ASSIGNMENT:
Transcribe the lines of the records starting with the one that has "Would you be able to mark the window" in it and ending with the last, and transcribe nothing else.

SUPPLIED DATA:
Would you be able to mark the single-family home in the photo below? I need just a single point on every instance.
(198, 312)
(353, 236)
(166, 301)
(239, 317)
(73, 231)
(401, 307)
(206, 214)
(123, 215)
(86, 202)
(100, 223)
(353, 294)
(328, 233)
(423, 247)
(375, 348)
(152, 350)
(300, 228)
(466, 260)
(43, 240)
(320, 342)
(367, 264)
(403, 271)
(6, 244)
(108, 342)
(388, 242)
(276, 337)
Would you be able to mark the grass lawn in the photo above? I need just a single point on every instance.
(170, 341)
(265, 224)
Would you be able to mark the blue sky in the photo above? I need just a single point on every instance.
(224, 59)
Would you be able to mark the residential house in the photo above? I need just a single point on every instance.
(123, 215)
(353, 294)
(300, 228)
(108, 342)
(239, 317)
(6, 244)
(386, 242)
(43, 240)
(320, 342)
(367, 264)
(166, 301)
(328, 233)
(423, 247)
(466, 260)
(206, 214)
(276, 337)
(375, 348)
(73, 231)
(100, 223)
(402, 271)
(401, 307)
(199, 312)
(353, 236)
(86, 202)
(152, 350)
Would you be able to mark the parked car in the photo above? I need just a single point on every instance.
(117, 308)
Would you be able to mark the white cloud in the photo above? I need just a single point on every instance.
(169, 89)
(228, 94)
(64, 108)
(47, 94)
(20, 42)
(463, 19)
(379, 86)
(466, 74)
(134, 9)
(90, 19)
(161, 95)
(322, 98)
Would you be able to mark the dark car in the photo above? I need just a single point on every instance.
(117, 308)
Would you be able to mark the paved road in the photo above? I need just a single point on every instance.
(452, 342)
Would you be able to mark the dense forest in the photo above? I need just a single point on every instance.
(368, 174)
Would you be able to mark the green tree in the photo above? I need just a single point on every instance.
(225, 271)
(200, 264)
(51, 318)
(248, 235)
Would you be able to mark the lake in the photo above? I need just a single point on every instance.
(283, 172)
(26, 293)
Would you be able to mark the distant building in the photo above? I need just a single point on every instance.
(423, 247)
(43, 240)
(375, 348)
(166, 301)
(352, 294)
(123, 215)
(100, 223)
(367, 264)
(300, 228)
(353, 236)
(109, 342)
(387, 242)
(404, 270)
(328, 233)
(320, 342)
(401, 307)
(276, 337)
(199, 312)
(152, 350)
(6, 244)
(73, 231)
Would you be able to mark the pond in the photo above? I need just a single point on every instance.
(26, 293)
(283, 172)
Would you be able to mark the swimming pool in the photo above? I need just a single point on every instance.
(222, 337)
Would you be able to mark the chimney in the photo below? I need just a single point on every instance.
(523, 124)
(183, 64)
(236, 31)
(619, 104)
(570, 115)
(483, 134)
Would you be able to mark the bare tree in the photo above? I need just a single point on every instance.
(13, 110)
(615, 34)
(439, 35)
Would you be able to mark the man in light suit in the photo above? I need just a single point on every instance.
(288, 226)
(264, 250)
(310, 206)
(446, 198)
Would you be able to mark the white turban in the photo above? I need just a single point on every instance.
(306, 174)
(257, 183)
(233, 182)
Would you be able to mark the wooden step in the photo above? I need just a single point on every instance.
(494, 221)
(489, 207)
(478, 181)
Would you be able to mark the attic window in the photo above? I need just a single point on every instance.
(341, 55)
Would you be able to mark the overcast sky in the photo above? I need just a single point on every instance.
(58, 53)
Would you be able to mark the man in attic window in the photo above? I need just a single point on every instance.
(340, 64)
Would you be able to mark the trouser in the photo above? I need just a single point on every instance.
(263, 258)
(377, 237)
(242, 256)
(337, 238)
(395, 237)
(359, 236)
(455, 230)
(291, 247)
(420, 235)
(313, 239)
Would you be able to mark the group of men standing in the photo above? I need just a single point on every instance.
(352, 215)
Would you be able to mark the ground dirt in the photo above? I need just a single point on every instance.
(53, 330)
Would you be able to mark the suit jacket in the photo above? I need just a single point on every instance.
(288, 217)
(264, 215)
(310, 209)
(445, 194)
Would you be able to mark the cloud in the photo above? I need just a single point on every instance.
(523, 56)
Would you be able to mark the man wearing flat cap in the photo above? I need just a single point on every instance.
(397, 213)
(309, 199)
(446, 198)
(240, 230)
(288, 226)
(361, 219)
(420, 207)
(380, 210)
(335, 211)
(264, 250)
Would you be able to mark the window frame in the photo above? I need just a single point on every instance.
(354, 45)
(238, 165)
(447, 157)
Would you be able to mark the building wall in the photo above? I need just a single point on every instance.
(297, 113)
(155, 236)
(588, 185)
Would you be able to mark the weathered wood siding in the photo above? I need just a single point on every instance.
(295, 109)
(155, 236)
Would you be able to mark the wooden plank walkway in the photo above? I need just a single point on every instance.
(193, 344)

RESPONSE AREA:
Would you be able to mark the window frame in the photo above? I need just a single point on every instance.
(354, 45)
(238, 165)
(447, 157)
Would you be able to mark the building wall in the photo above? I need just a single point on every instance.
(297, 113)
(155, 236)
(588, 185)
Would you be able to mark the weathered wood siding in the photo above? I need just a single point on every instance.
(295, 109)
(155, 236)
Would you be able to mark the wooden plank walkway in the photo above? I need just a single point on every instance.
(193, 344)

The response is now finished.